### Written exercise
Give the entries below as a JSON list of strings, with one string for each line and blank lines left out.

Position annotation entries
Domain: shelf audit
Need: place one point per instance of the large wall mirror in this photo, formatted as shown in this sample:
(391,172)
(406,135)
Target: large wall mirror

### Solution to this task
[
  "Domain: shelf audit",
  "Need: place one point per instance of the large wall mirror in this photo, formatted as shown in this sample:",
  "(391,172)",
  "(406,135)",
  "Target: large wall mirror"
]